§ **TASK PROMPT**: Reproduce the stretch from the line containing "skirt on this basis." through the end of the records, substituting "label" for every occurrence of "annotate" and leaving all else unchanged. Omit the pictures from your answer.

----

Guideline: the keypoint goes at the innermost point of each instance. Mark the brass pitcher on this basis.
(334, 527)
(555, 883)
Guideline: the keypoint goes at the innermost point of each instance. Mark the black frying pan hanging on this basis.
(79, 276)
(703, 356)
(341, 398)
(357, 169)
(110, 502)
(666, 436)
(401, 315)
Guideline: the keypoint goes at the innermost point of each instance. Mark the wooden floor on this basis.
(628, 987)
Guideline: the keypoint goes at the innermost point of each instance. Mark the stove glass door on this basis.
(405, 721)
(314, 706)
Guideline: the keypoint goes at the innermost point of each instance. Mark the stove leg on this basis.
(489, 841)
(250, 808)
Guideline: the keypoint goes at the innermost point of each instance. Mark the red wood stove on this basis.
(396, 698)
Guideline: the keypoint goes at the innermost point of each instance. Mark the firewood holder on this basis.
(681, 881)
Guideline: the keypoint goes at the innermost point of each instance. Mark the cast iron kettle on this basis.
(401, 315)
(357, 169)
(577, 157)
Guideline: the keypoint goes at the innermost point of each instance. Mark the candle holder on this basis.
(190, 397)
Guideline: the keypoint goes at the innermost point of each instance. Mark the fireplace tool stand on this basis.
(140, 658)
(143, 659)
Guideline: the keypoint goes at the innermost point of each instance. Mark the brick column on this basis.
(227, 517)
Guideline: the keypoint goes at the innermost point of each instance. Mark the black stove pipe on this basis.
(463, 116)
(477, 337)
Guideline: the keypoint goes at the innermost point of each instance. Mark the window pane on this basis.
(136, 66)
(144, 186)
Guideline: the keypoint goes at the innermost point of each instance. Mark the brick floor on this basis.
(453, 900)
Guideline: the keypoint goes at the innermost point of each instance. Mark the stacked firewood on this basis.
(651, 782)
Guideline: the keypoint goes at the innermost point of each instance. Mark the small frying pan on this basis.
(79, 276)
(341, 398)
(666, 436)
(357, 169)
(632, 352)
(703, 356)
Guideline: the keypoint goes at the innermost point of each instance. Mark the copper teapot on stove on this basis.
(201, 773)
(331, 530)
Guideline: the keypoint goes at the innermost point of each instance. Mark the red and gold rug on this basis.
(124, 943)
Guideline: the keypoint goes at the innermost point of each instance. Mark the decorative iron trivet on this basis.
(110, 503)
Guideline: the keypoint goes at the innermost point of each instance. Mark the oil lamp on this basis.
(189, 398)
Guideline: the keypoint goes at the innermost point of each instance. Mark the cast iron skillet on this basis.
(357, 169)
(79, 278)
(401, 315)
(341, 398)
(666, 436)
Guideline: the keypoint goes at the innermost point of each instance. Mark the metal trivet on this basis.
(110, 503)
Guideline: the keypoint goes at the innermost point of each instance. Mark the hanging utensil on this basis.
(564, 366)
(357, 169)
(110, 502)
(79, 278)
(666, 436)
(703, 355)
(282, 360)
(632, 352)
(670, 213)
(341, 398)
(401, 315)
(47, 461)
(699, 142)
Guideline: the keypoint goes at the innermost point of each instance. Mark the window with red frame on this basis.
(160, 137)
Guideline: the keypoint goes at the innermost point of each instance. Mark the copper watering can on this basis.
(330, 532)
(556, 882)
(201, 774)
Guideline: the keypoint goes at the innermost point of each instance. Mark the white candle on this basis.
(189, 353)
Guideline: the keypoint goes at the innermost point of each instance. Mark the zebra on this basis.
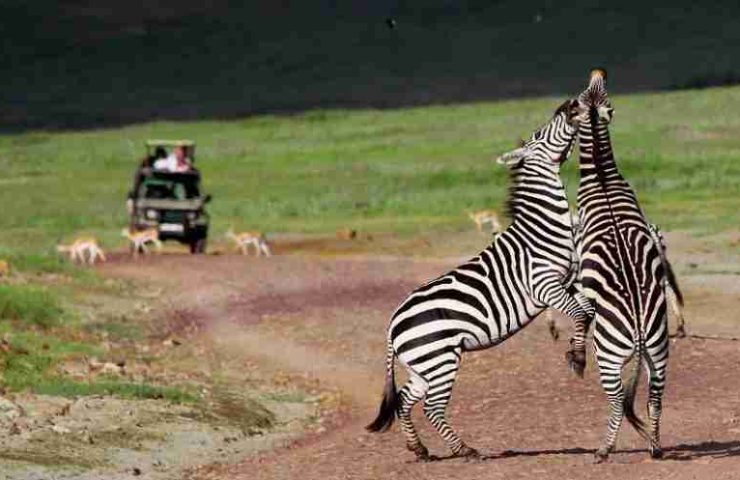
(486, 300)
(622, 273)
(671, 289)
(673, 293)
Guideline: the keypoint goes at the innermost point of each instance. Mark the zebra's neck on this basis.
(539, 208)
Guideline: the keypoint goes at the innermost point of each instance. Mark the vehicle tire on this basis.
(198, 247)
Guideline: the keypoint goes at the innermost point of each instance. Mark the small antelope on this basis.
(482, 217)
(140, 239)
(244, 239)
(83, 250)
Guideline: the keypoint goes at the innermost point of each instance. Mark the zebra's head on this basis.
(553, 142)
(595, 97)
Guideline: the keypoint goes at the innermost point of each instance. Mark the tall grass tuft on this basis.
(30, 305)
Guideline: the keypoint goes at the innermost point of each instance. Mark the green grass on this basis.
(30, 366)
(30, 305)
(408, 170)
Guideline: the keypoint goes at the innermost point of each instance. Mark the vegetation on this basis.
(405, 170)
(73, 64)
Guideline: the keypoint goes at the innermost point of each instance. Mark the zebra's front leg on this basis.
(410, 394)
(435, 406)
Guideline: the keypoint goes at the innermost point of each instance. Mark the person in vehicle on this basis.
(177, 161)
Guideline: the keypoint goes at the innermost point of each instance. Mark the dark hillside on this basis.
(85, 63)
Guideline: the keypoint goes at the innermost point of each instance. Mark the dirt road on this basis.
(324, 319)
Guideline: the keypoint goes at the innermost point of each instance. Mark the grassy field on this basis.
(407, 170)
(109, 62)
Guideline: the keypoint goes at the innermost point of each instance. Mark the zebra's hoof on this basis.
(656, 453)
(601, 455)
(576, 361)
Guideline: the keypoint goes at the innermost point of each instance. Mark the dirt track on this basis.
(325, 318)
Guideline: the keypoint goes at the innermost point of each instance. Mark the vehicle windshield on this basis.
(172, 188)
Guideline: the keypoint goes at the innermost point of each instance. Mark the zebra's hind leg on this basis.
(410, 394)
(435, 406)
(611, 382)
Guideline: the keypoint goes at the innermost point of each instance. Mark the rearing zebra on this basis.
(486, 300)
(622, 272)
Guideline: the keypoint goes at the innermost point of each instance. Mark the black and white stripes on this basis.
(486, 300)
(622, 273)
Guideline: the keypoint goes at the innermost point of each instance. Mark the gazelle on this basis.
(140, 239)
(244, 239)
(4, 268)
(482, 217)
(83, 250)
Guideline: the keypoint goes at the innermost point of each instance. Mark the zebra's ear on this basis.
(513, 157)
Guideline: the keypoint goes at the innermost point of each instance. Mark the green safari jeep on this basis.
(170, 201)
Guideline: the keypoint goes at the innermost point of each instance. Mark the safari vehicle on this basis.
(170, 201)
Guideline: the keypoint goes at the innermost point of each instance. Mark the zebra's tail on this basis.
(630, 392)
(389, 404)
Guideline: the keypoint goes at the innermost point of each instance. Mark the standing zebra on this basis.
(672, 291)
(622, 273)
(486, 300)
(673, 294)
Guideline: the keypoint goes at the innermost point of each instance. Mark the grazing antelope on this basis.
(83, 250)
(244, 239)
(482, 217)
(140, 239)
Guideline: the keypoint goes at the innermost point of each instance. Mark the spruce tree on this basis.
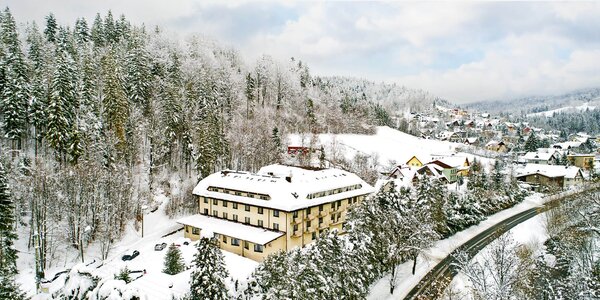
(15, 90)
(51, 28)
(8, 255)
(173, 261)
(208, 278)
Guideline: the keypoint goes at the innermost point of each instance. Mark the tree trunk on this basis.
(415, 264)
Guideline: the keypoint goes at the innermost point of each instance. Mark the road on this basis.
(440, 276)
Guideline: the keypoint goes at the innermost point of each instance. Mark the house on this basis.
(496, 146)
(450, 173)
(432, 171)
(584, 161)
(543, 157)
(414, 162)
(549, 175)
(473, 141)
(276, 209)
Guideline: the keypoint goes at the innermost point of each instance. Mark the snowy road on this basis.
(444, 271)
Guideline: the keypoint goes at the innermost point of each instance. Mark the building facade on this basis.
(276, 209)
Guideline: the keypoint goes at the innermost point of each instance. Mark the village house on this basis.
(584, 161)
(496, 146)
(542, 157)
(549, 175)
(276, 209)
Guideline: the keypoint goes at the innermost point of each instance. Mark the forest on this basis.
(98, 116)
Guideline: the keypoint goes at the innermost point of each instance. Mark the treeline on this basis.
(587, 121)
(384, 231)
(96, 116)
(566, 266)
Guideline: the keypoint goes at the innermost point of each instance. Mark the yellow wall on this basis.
(414, 162)
(299, 238)
(584, 162)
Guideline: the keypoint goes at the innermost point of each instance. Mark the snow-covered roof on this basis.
(233, 229)
(539, 155)
(549, 170)
(289, 188)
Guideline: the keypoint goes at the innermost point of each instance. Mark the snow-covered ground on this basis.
(406, 281)
(388, 145)
(531, 232)
(154, 284)
(549, 113)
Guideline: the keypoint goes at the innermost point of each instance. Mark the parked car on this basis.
(160, 247)
(127, 257)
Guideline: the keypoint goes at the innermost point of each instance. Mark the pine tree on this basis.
(8, 255)
(97, 33)
(51, 28)
(15, 89)
(173, 261)
(208, 278)
(60, 118)
(124, 275)
(115, 104)
(82, 34)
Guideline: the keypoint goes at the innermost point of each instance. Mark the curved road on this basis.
(438, 277)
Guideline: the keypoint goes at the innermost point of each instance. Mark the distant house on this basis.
(584, 161)
(414, 162)
(542, 158)
(496, 146)
(432, 171)
(548, 175)
(472, 141)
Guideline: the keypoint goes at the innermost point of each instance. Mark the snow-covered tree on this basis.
(173, 261)
(208, 278)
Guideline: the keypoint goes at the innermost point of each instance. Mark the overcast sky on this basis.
(462, 52)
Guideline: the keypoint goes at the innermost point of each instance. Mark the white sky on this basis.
(464, 52)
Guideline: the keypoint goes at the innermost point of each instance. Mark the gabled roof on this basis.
(538, 156)
(289, 188)
(551, 171)
(237, 230)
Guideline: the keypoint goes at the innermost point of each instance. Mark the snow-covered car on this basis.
(160, 247)
(127, 257)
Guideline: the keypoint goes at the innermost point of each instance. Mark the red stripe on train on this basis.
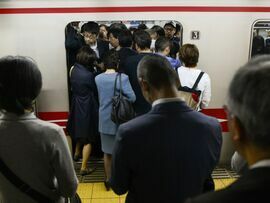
(135, 9)
(54, 116)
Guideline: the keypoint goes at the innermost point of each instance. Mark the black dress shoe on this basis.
(107, 185)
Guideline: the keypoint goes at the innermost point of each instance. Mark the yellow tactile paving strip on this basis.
(96, 192)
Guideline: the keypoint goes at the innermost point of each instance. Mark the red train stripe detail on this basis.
(52, 115)
(135, 9)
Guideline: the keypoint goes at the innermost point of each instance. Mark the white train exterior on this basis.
(36, 29)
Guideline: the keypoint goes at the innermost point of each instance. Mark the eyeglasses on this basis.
(89, 35)
(168, 29)
(229, 114)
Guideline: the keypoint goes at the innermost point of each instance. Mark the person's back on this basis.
(166, 154)
(172, 160)
(142, 42)
(35, 151)
(248, 121)
(188, 74)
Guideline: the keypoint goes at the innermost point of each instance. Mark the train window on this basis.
(76, 37)
(260, 38)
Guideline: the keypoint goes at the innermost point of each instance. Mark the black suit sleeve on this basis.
(120, 175)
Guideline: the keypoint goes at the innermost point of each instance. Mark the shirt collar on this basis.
(262, 163)
(166, 100)
(94, 46)
(12, 116)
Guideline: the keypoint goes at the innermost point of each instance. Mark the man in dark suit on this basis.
(125, 43)
(248, 116)
(166, 154)
(142, 43)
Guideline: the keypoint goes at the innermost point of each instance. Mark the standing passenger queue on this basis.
(166, 153)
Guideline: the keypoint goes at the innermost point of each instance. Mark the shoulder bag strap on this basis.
(22, 186)
(120, 84)
(115, 82)
(70, 71)
(197, 80)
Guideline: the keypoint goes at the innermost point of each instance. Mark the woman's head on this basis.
(20, 83)
(111, 60)
(189, 55)
(86, 57)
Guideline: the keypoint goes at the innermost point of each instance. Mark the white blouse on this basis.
(188, 77)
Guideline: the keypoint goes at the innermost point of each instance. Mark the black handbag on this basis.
(122, 109)
(26, 189)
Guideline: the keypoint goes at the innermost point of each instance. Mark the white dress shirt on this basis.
(188, 77)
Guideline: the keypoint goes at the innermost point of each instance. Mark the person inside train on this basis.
(113, 38)
(163, 47)
(142, 42)
(34, 150)
(188, 74)
(73, 42)
(170, 31)
(90, 31)
(154, 37)
(159, 30)
(105, 86)
(82, 123)
(160, 156)
(142, 26)
(125, 43)
(258, 46)
(238, 163)
(248, 115)
(103, 32)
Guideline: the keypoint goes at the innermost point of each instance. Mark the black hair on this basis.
(118, 26)
(111, 59)
(159, 30)
(157, 71)
(162, 43)
(142, 39)
(189, 54)
(142, 26)
(20, 83)
(91, 27)
(86, 57)
(115, 32)
(125, 38)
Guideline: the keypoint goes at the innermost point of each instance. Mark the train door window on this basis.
(75, 38)
(260, 38)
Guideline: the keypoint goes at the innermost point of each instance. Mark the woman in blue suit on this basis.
(105, 87)
(83, 116)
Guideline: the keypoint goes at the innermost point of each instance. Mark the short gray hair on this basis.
(249, 99)
(157, 71)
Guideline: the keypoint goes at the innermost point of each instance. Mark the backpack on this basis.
(190, 95)
(122, 109)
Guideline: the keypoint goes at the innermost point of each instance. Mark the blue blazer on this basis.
(165, 155)
(105, 87)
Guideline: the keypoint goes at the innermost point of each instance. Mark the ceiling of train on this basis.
(260, 43)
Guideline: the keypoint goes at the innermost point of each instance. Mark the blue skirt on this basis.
(107, 143)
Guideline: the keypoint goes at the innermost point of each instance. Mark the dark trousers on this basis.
(208, 185)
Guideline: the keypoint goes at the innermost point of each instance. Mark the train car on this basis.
(222, 30)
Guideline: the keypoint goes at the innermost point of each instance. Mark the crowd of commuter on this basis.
(166, 153)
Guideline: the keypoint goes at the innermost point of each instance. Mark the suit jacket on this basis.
(141, 106)
(165, 155)
(124, 53)
(103, 47)
(105, 86)
(253, 187)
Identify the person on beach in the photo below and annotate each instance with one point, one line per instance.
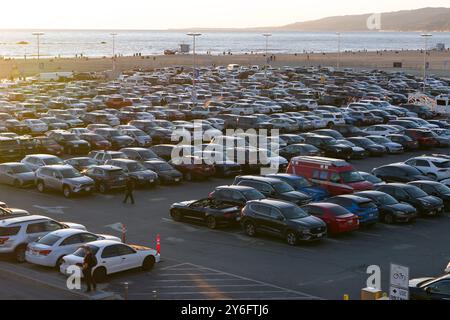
(129, 188)
(89, 263)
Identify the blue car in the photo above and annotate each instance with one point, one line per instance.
(303, 185)
(364, 208)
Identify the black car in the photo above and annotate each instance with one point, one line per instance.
(210, 211)
(282, 219)
(430, 288)
(374, 149)
(329, 146)
(426, 205)
(435, 189)
(398, 172)
(166, 173)
(296, 150)
(389, 209)
(107, 178)
(273, 188)
(70, 142)
(348, 130)
(239, 195)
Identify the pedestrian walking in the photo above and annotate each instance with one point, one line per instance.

----

§ **ANSWER TO THE PROBLEM**:
Guideline: the keypoint goes at the innermost point of each instance. Mark the blue skirt on this basis.
(107, 143)
Guideline: the keypoint goes at the innermost point of each instance. Mark the dark trousers on this basis.
(208, 185)
Guideline: the keypoint goes at the innermost point of each instance. Mark the train car on this basis.
(222, 30)
Guideline: the keypoint goes at the innermost point of each instance. Mark the crowd of commuter on this basis.
(166, 153)
Guideline: the keypoint goes at the innermost point of each instance. Mark the suit jacket on this basis.
(141, 106)
(165, 155)
(124, 53)
(103, 47)
(105, 86)
(253, 187)
Identify the person on beach in the photo below and label each instance with one point, one line per instance.
(129, 188)
(89, 263)
Identify the blue car in the photo above and label each instance with one point, one line per instance.
(303, 185)
(364, 208)
Identify the black car in the photo above and label each instance with one point, one line per instance.
(210, 211)
(282, 219)
(430, 288)
(374, 149)
(329, 146)
(426, 205)
(435, 189)
(398, 172)
(166, 173)
(296, 150)
(389, 209)
(107, 178)
(273, 188)
(70, 142)
(348, 130)
(239, 195)
Identify the pedestrian walking in the photo above and label each instance with one point, one line per instance.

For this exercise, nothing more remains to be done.